-- Requisitos del problema --
Según el extracto del documento sobre las smart cities, ¿en qué documento se describía la forma que Le Corbusier y los suyos consideraron la mejor para construir las nuevas ciudades?

El ejemplo puede ser un poco exagerado, estamos de acuerdo, pero presenta el problema principal de las smart citys: que no son reales. Suponen una serie de personas, en general enamoradas de una forma determinada de tecnología, que empiezan a pensar qué pueden hacer con tantos sensores sin plantearse si realmente esos usos, o incluso la necesidad de sensores, son la mejor opción de inversión para la ciudad hoy en día. Ese es el gran error de La smart city y muchos otros: no se cuestionan el concepto de smart city, lo reciben con brazos abiertos sólo porque son unos enamorados de la tecnología. Que, repetimos, no es ni buena ni mala, ni estamos en contra de ella en el blog: es necesaria para unos fines. Pues determinemos primero dichos fines.

Unoa apuntes para terminar. El concepto de smart city nos recuerda al momento en que Le Corbusier y los suyos pensaron que la mejor forma para construir las nuevas ciudades era la descrita en La carta de Atenas: edificios llenos de luz, sol, aire y vegetación, bien alejados de las zonas de trabajo, para poder ordenar las ciudades y que los niños no creciesen llenos de polución y ruido. En la práctica, esas ideas, que no suenan mal, se convirtieron en bloques de viviendas alejados del centro de la ciudad donde los obreros tenían que llevar a cabo horas y horas de trayecto para alcanzar sus zonas de trabajo y donde las familias sentían que estaban apartadas de la ciudad. Porque se encumbró una idea al Olimpo sin tener en cuanta sus repercusiones ni su ejecución en el mundo real, una vez pasase a las manos de especuladores, políticos, concelajes de urbanismo y otras mil capas de capitalismo e intereses varios.

-- Extracto de datos --
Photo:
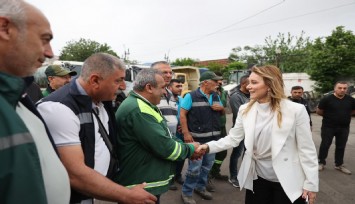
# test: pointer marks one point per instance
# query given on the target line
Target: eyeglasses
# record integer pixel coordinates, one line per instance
(166, 73)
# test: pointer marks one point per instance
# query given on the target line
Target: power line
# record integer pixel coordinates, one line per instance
(233, 24)
(292, 17)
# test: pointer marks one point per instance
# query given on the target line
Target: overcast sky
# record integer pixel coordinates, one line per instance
(199, 29)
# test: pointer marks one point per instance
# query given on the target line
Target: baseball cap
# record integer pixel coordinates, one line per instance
(209, 75)
(57, 70)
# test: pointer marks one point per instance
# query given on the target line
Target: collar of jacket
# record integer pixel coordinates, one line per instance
(12, 88)
(134, 94)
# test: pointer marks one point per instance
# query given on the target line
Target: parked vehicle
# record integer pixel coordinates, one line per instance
(189, 75)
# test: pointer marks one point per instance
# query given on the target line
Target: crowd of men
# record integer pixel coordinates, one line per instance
(73, 147)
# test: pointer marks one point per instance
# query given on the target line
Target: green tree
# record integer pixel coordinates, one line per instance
(184, 62)
(333, 59)
(215, 67)
(248, 54)
(293, 51)
(82, 49)
(292, 56)
(233, 66)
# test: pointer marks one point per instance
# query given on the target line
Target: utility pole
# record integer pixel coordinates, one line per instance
(278, 57)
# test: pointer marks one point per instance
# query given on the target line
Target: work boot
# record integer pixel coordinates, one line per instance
(221, 177)
(234, 182)
(187, 199)
(172, 185)
(204, 194)
(179, 180)
(320, 167)
(210, 186)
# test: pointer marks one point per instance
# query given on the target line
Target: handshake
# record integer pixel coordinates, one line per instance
(200, 150)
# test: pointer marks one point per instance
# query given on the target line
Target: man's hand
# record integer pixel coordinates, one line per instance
(197, 155)
(138, 195)
(217, 107)
(310, 195)
(188, 138)
(202, 148)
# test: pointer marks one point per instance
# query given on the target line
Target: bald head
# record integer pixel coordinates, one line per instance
(25, 37)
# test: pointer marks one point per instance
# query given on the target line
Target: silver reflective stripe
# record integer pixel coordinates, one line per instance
(85, 118)
(199, 104)
(206, 134)
(155, 184)
(14, 140)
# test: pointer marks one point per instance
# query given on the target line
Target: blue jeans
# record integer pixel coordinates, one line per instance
(233, 161)
(197, 174)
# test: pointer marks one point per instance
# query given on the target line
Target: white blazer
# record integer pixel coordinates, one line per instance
(294, 156)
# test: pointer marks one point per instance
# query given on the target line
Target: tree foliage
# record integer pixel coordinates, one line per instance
(184, 62)
(292, 56)
(333, 59)
(82, 49)
(293, 53)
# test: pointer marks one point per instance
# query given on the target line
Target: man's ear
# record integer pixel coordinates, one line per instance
(148, 87)
(94, 80)
(4, 28)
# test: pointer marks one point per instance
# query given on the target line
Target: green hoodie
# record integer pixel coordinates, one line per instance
(146, 151)
(21, 178)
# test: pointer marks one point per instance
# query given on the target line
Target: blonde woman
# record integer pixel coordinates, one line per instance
(280, 164)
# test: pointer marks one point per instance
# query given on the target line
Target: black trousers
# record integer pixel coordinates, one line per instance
(341, 137)
(267, 192)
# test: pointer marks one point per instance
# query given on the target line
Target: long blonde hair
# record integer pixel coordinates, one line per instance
(272, 77)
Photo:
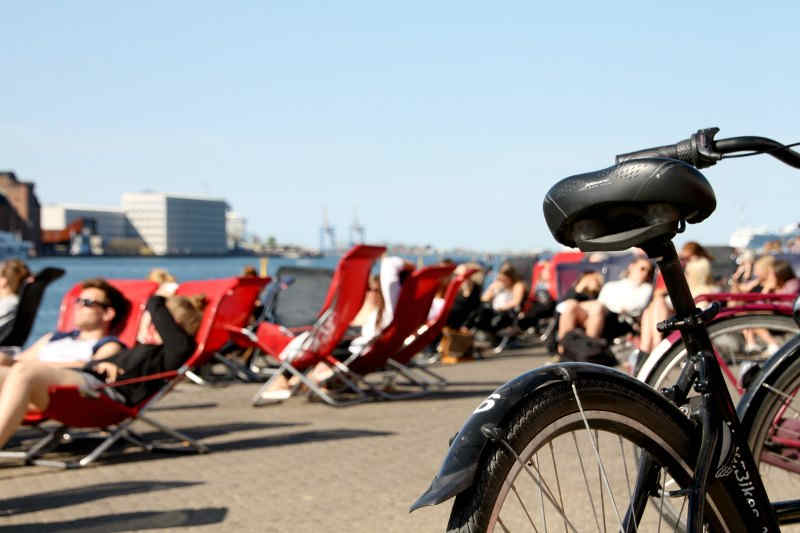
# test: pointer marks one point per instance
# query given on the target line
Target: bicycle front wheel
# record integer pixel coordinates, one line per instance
(774, 434)
(575, 464)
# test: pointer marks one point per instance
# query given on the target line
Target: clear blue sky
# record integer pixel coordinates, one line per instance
(440, 122)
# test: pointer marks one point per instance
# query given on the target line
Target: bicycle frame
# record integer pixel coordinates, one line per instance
(723, 451)
(747, 303)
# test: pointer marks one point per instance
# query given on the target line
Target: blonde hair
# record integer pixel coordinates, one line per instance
(160, 275)
(15, 271)
(187, 311)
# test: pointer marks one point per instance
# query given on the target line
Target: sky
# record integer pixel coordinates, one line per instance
(441, 123)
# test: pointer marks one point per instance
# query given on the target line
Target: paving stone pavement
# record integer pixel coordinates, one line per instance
(294, 467)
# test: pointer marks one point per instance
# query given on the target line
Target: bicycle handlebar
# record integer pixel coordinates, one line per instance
(701, 150)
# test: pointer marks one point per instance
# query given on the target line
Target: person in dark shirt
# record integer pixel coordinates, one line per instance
(164, 343)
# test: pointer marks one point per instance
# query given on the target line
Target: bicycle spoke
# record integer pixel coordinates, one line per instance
(524, 507)
(499, 521)
(541, 496)
(597, 456)
(602, 494)
(625, 464)
(540, 481)
(558, 481)
(783, 395)
(586, 483)
(661, 504)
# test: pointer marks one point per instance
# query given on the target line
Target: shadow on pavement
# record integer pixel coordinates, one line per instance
(208, 405)
(295, 438)
(140, 521)
(78, 495)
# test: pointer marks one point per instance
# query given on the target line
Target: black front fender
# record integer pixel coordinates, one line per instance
(461, 463)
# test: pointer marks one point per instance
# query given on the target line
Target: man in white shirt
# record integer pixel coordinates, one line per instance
(600, 318)
(99, 309)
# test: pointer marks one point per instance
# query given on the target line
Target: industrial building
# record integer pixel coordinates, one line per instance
(177, 224)
(146, 223)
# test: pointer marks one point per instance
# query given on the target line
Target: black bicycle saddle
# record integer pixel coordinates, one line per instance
(627, 204)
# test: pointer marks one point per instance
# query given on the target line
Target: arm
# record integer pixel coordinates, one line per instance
(488, 294)
(517, 296)
(178, 345)
(638, 300)
(32, 353)
(107, 350)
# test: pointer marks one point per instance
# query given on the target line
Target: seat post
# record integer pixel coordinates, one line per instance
(692, 331)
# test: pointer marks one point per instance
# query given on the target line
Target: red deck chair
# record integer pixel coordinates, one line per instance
(237, 314)
(427, 334)
(135, 290)
(410, 313)
(72, 409)
(345, 298)
(353, 271)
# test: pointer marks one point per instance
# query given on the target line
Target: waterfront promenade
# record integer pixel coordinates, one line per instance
(295, 467)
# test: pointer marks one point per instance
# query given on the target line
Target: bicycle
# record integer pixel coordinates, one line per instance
(656, 449)
(770, 312)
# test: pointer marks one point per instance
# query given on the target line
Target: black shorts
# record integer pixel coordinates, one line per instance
(614, 326)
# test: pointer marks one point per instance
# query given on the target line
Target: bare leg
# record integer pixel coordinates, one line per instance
(595, 318)
(646, 342)
(27, 384)
(571, 316)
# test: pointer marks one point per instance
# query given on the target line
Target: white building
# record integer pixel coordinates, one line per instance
(177, 224)
(110, 221)
(235, 227)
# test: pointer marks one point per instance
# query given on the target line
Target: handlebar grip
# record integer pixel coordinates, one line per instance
(668, 150)
(698, 150)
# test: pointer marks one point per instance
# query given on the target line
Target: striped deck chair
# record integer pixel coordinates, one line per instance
(343, 302)
(402, 360)
(73, 409)
(410, 316)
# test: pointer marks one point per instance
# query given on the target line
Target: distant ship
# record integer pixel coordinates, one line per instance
(12, 246)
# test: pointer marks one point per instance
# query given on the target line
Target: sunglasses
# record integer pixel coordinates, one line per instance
(88, 302)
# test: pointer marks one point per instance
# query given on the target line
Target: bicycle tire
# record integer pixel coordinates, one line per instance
(666, 371)
(611, 407)
(778, 462)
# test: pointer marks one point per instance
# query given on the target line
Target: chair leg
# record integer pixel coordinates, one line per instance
(192, 376)
(186, 440)
(241, 372)
(50, 440)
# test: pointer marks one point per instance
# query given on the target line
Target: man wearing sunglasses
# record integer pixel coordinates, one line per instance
(99, 309)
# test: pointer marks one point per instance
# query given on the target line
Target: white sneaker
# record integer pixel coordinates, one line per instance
(273, 396)
(771, 349)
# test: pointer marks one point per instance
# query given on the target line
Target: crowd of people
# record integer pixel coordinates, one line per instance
(90, 356)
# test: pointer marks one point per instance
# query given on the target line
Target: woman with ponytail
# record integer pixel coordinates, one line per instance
(164, 342)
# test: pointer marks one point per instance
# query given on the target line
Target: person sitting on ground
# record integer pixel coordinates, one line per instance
(502, 302)
(468, 298)
(166, 281)
(249, 271)
(660, 308)
(600, 318)
(13, 273)
(760, 271)
(779, 279)
(99, 310)
(164, 342)
(376, 313)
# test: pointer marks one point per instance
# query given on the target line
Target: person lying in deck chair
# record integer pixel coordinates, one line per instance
(164, 342)
(600, 318)
(99, 309)
(377, 312)
(13, 273)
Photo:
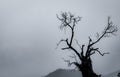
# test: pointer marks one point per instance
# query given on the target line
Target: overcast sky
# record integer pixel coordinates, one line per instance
(29, 31)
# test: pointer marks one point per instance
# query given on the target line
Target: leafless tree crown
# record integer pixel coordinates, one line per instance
(69, 20)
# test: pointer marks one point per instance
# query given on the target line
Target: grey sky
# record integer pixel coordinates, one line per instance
(29, 31)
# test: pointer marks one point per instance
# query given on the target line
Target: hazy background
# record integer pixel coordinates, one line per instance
(29, 32)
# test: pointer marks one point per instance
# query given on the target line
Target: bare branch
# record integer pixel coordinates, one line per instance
(110, 29)
(97, 50)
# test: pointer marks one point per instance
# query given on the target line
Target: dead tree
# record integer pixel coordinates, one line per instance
(84, 64)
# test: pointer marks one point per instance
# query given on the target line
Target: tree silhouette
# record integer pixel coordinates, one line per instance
(84, 64)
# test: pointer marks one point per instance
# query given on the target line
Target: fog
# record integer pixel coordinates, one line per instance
(29, 32)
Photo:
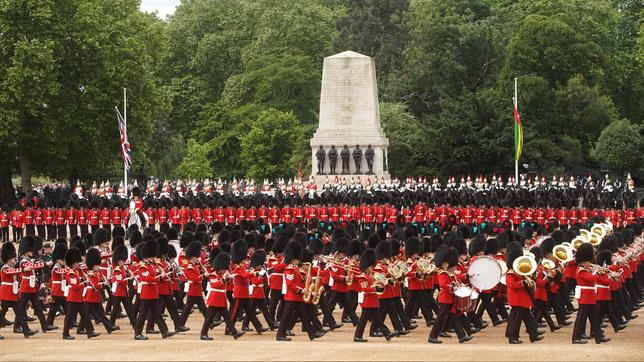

-- Respuesta completa --
En La carta de Atenas.